• **Apply what you read**
1. In the passage about Celina Caesar-Chavannes, rewrite the paragraph beginning "As a member of the Liberal caucus" as a short bulleted list that keeps its main facts.
2. List every person the passage about Celina Caesar-Chavannes names as having preceded or succeeded her in one of her offices, and give the office for each.

Member of the Canadian Parliament for Whitby
- In office October 19, 2015 – September 11, 2019
- Preceded by: Pat Perkins
- Succeeded by: Ryan Turnbull

Parliamentary Secretary to the Minister of International Development
- In office January 26, 2017 – August 31, 2018
- Minister: Marie-Claude Bibeau
- Preceded by: Karina Gould
- Succeeded by: Kamal Khera

Parliamentary Secretary to the Prime Minister
- In office December 2, 2015 – January 26, 2017
- Minister: Justin Trudeau
- Preceded by: Paul Calandra
- Succeeded by: Peter Schiefke

Personal details
- Born: June 24, 1974 (age 52) Pomme Rose, St. David's, Grenada
- Party: Independent
- Other political affiliations: Liberal (2015–2019)
- Spouse: Vidal Chavannes
- Education: New College, Toronto (BSc) University of Phoenix (MBA)
- Profession: Entrepreneur, Author

= Celina Caesar-Chavannes =

Canadian politician (born 1974)

Celina R. Caesar-Chavannes (born June 24, 1974) is a Canadian politician who served as the Member of Parliament (MP) for the riding of Whitby in the House of Commons of Canada from 2015 to 2019. Elected as a Liberal in the 2015 federal election, she later sat as an independent member. Caesar-Chavannes also unsuccessfully ran in the 2023 Toronto mayoral by-election, placing thirty-ninth out of 102 candidates.

As a member of the Liberal caucus, she was appointed Parliamentary Secretary to the Prime Minister in December 2015 and served in that role until January 26, 2017, when she became Parliamentary Secretary to the Minister of International Development. On August 31, 2018, Caesar-Chavannes returned to the backbenches after the Prime Minister decided to shuffle his parliamentary secretaries. On March 2, 2019, Caesar-Chavannes announced that she would not be seeking re-election in 2019 and almost three weeks later, on March 20, the Prime Minister's Office announced that she had decided to resign from the Liberal caucus.

== Education and designations ==
She graduated from New College at the University of Toronto, earning a Bachelor of Science degree in biology, followed by an online MBA in healthcare management from the University of Phoenix, and an executive MBA. She subsequently served on the University of Toronto's governing council, including time as vice chair of the council for the University of Toronto Scarborough.

Caesar-Chavannes worked as an international research consultant, as well as a lecturer on the need to include marginalized populations in clinical research. She was named Business Entrepreneur of the Year in 2012 by the Toronto Region Board of Trade.

== Elections ==
She was the Liberal candidate for the riding of Whitby—Oshawa in the 2014 by-election resulting from the sudden death of former Conservative Finance Minister Jim Flaherty. She finished second to Conservative candidate Pat Perkins.

In the general election held the following year, Caesar-Chavannes was again the Liberal nominee in the newly created Whitby riding, this time defeating Perkins in a rematch.

• **The data**
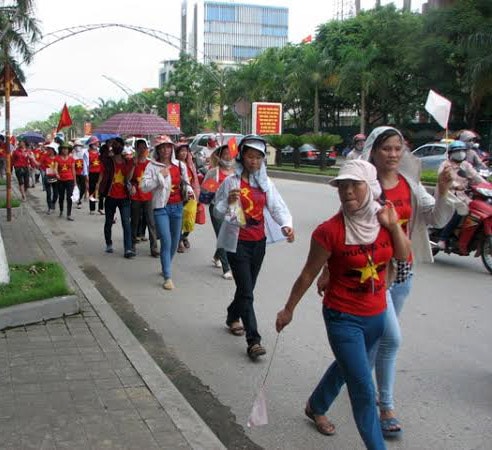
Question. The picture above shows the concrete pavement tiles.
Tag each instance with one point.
(73, 382)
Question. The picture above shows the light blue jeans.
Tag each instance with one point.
(386, 349)
(168, 222)
(351, 339)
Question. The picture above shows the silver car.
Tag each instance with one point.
(431, 155)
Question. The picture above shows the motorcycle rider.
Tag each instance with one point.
(470, 138)
(358, 142)
(464, 175)
(203, 158)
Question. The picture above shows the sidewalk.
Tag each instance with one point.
(84, 381)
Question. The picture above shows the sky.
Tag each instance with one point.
(73, 69)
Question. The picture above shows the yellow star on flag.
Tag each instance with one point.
(369, 271)
(119, 177)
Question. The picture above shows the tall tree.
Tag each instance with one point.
(19, 30)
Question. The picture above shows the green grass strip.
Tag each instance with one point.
(14, 203)
(314, 170)
(35, 281)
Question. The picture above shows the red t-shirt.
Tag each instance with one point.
(401, 197)
(65, 166)
(79, 166)
(357, 272)
(253, 201)
(139, 195)
(175, 196)
(20, 158)
(94, 163)
(48, 162)
(118, 189)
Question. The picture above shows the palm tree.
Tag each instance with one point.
(480, 76)
(20, 31)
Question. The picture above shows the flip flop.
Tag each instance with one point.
(326, 428)
(236, 329)
(387, 427)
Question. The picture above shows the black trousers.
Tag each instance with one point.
(138, 208)
(245, 265)
(81, 179)
(65, 188)
(93, 177)
(51, 192)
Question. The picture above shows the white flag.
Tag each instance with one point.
(438, 107)
(258, 415)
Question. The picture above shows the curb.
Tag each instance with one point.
(321, 179)
(192, 427)
(37, 311)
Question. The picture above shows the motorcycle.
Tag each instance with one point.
(475, 231)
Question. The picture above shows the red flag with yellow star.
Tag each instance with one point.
(232, 144)
(65, 119)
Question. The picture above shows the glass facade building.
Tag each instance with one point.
(235, 32)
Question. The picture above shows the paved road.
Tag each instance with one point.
(444, 391)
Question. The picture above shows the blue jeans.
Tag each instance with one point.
(220, 253)
(388, 345)
(351, 339)
(168, 222)
(245, 265)
(123, 204)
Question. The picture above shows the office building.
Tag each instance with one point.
(229, 33)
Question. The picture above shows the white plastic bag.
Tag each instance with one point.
(75, 194)
(259, 415)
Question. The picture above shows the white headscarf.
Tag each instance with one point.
(362, 226)
(410, 165)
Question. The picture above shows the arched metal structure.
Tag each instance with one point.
(60, 35)
(143, 107)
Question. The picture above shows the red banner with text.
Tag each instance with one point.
(267, 118)
(173, 114)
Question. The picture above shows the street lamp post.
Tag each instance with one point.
(173, 109)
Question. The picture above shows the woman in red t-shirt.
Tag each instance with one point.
(50, 180)
(65, 168)
(94, 171)
(21, 160)
(212, 181)
(183, 154)
(357, 244)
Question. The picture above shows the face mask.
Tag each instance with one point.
(226, 164)
(458, 156)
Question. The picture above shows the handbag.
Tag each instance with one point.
(201, 216)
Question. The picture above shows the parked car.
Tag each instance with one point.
(309, 155)
(200, 140)
(432, 154)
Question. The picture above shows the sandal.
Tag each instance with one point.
(236, 328)
(256, 350)
(388, 427)
(324, 426)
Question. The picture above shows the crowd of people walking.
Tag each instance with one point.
(362, 258)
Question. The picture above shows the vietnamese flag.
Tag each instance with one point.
(232, 144)
(65, 119)
(210, 185)
(307, 39)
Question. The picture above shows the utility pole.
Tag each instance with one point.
(8, 159)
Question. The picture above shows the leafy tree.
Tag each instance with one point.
(18, 32)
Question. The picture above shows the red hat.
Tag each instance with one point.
(93, 140)
(162, 139)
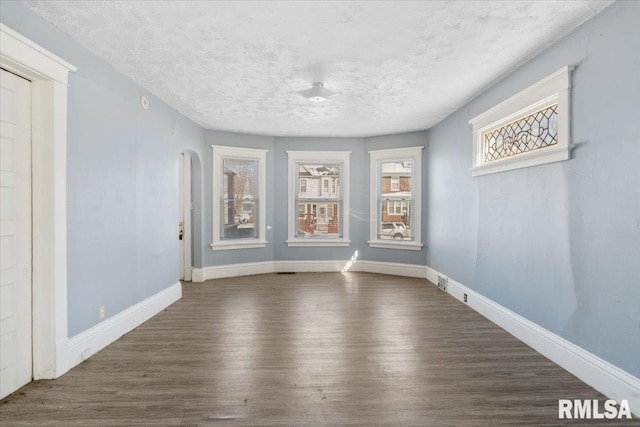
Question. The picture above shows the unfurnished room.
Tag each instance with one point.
(319, 213)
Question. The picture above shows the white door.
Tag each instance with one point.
(15, 233)
(184, 223)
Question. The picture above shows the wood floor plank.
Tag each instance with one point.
(307, 349)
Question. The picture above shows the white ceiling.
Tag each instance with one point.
(237, 66)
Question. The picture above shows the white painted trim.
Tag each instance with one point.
(232, 270)
(220, 152)
(531, 158)
(89, 342)
(376, 156)
(49, 75)
(225, 245)
(332, 266)
(553, 89)
(26, 58)
(392, 268)
(319, 242)
(245, 269)
(598, 373)
(411, 246)
(294, 157)
(185, 217)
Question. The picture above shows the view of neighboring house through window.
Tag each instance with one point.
(318, 198)
(239, 199)
(395, 198)
(238, 191)
(319, 203)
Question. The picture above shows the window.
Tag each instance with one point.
(238, 192)
(530, 128)
(396, 198)
(319, 208)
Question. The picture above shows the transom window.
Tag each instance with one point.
(318, 198)
(395, 198)
(530, 128)
(238, 194)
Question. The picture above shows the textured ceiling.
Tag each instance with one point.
(237, 66)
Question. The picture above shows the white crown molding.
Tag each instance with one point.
(89, 342)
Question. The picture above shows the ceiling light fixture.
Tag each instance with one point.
(318, 93)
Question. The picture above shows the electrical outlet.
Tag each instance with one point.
(442, 282)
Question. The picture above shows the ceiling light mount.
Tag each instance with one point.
(318, 93)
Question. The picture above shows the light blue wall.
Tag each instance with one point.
(122, 180)
(558, 244)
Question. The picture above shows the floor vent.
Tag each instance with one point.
(442, 282)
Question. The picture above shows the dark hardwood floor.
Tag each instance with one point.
(307, 349)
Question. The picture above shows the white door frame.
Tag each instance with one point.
(48, 75)
(186, 266)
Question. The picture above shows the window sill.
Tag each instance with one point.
(395, 245)
(318, 243)
(224, 246)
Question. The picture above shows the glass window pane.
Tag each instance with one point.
(395, 220)
(318, 219)
(239, 203)
(395, 178)
(321, 181)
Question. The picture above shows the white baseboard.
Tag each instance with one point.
(236, 270)
(392, 268)
(92, 340)
(199, 275)
(598, 373)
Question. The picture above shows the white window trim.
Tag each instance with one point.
(415, 153)
(315, 157)
(219, 153)
(553, 89)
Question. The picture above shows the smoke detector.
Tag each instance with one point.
(318, 93)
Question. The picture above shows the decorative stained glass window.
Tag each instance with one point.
(537, 130)
(530, 128)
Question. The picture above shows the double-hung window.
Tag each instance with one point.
(395, 199)
(318, 198)
(238, 198)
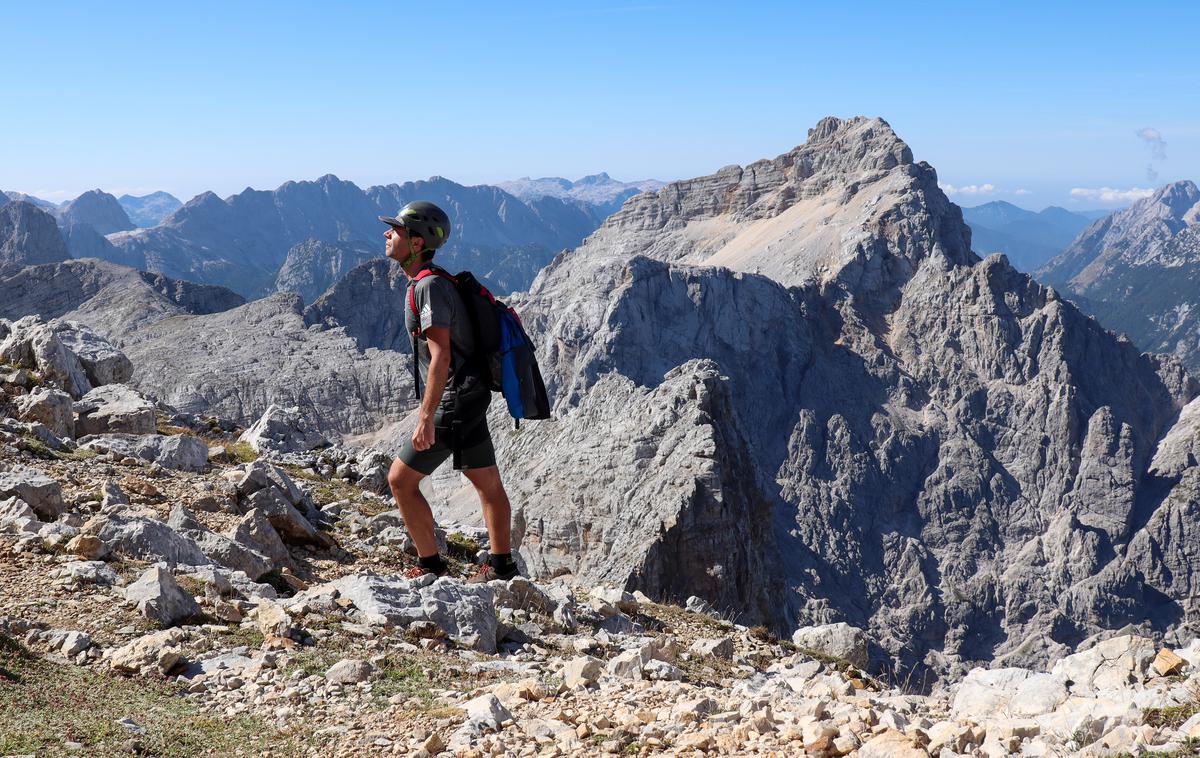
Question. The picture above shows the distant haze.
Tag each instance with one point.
(1011, 102)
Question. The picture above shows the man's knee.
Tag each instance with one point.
(487, 481)
(403, 479)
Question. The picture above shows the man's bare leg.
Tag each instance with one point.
(497, 512)
(405, 482)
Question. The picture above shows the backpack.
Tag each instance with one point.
(504, 354)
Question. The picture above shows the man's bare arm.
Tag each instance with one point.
(439, 368)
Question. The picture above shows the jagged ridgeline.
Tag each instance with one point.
(1137, 271)
(793, 390)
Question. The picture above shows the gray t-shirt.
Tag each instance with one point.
(439, 305)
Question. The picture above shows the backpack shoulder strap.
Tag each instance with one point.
(412, 293)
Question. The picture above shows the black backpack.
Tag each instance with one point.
(504, 353)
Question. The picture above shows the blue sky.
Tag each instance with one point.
(1018, 101)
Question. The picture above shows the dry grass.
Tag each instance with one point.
(43, 705)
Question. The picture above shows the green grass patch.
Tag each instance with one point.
(36, 447)
(43, 705)
(462, 547)
(411, 677)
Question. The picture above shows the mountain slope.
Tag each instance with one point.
(951, 456)
(149, 210)
(112, 299)
(243, 241)
(1029, 239)
(598, 192)
(1138, 271)
(29, 236)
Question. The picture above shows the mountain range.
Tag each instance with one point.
(1029, 239)
(790, 389)
(149, 210)
(1138, 271)
(807, 401)
(598, 191)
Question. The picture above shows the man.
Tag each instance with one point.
(453, 417)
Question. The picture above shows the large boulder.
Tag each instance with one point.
(463, 612)
(114, 408)
(49, 407)
(147, 539)
(1113, 663)
(33, 343)
(256, 533)
(160, 599)
(157, 653)
(100, 359)
(282, 431)
(42, 493)
(840, 641)
(181, 452)
(221, 549)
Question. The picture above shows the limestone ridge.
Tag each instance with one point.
(28, 236)
(313, 265)
(1135, 271)
(954, 457)
(149, 210)
(367, 302)
(99, 210)
(244, 240)
(241, 361)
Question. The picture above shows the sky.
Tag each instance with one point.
(1037, 103)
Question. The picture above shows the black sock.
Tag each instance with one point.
(432, 563)
(502, 561)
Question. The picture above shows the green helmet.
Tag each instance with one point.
(425, 220)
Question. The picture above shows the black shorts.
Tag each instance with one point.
(460, 426)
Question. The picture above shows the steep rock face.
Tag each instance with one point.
(114, 300)
(1137, 270)
(1129, 238)
(149, 210)
(99, 210)
(239, 362)
(369, 304)
(243, 241)
(313, 265)
(954, 458)
(29, 236)
(600, 193)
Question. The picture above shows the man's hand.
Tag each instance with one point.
(423, 435)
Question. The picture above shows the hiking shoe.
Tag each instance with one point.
(486, 573)
(418, 571)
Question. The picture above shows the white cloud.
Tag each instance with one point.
(969, 188)
(1110, 194)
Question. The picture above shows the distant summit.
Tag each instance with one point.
(1029, 239)
(149, 210)
(99, 210)
(600, 191)
(1135, 271)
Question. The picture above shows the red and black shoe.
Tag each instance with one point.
(420, 571)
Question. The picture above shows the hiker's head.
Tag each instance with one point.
(415, 233)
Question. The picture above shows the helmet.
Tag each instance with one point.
(425, 220)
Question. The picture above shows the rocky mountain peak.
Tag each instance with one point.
(850, 204)
(99, 210)
(29, 236)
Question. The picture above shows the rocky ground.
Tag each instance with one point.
(173, 585)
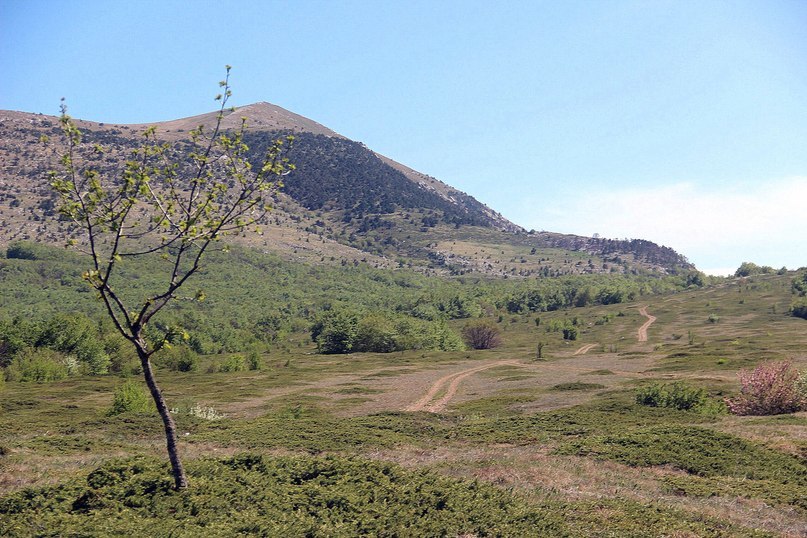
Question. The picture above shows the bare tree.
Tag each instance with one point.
(167, 203)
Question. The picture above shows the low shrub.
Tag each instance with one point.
(772, 388)
(673, 395)
(178, 359)
(481, 334)
(799, 308)
(131, 397)
(234, 363)
(254, 360)
(252, 495)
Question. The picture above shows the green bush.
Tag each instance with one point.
(253, 495)
(233, 363)
(674, 395)
(131, 397)
(254, 360)
(38, 366)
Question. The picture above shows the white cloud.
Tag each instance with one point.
(716, 228)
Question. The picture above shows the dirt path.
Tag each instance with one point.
(642, 335)
(428, 402)
(585, 349)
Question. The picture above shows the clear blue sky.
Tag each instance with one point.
(680, 122)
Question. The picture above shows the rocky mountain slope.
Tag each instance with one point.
(344, 203)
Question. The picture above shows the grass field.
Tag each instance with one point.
(550, 447)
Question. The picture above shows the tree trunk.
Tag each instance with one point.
(180, 479)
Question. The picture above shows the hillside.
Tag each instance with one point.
(344, 202)
(384, 443)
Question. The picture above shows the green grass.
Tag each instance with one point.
(253, 495)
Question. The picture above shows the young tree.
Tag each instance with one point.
(167, 203)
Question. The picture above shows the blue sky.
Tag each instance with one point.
(680, 122)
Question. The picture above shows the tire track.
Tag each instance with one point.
(642, 334)
(428, 402)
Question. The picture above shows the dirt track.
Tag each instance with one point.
(428, 402)
(642, 335)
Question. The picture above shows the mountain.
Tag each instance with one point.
(344, 203)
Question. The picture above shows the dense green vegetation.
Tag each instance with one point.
(342, 175)
(625, 439)
(255, 299)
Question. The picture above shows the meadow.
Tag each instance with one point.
(495, 442)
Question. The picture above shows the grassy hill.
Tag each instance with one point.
(344, 202)
(487, 442)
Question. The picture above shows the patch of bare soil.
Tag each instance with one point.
(429, 402)
(642, 334)
(585, 349)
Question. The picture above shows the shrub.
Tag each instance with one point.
(254, 360)
(481, 334)
(38, 366)
(234, 363)
(178, 359)
(799, 308)
(800, 285)
(131, 397)
(674, 395)
(21, 251)
(772, 388)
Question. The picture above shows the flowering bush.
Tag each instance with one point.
(772, 388)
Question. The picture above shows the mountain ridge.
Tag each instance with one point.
(375, 209)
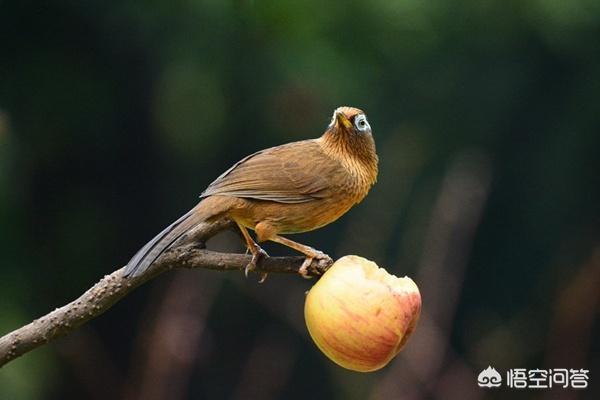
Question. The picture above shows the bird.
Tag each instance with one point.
(292, 188)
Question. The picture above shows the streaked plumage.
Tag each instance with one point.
(295, 187)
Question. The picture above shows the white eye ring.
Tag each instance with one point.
(360, 122)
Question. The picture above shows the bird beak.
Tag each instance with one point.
(342, 120)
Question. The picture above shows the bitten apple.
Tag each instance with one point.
(361, 316)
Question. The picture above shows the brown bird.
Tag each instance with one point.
(296, 187)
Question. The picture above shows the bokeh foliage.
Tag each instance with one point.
(115, 115)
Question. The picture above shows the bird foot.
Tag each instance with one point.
(257, 254)
(323, 261)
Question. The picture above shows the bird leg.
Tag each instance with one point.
(310, 253)
(256, 251)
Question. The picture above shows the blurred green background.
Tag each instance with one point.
(114, 116)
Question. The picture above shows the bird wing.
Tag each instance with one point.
(291, 173)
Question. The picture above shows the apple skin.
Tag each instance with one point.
(359, 315)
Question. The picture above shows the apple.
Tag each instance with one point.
(359, 315)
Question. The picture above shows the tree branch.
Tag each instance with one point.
(114, 287)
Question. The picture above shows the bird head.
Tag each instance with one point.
(350, 120)
(348, 138)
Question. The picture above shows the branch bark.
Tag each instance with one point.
(114, 287)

• **Task-by-task outputs**
1.
- December 2015: appointed Parliamentary Secretary to the Prime Minister, serving until January 26, 2017
- January 26, 2017: became Parliamentary Secretary to the Minister of International Development
- August 31, 2018: returned to the backbenches when the Prime Minister shuffled his parliamentary secretaries
- March 2, 2019: announced she would not seek re-election in 2019
- March 20, 2019: the Prime Minister's Office announced she had decided to resign from the Liberal caucus

2.
- Pat Perkins: preceded her as Member of Parliament for Whitby
- Ryan Turnbull: succeeded her as Member of Parliament for Whitby
- Karina Gould: preceded her as Parliamentary Secretary to the Minister of International Development
- Kamal Khera: succeeded her as Parliamentary Secretary to the Minister of International Development
- Paul Calandra: preceded her as Parliamentary Secretary to the Prime Minister
- Peter Schiefke: succeeded her as Parliamentary Secretary to the Prime Minister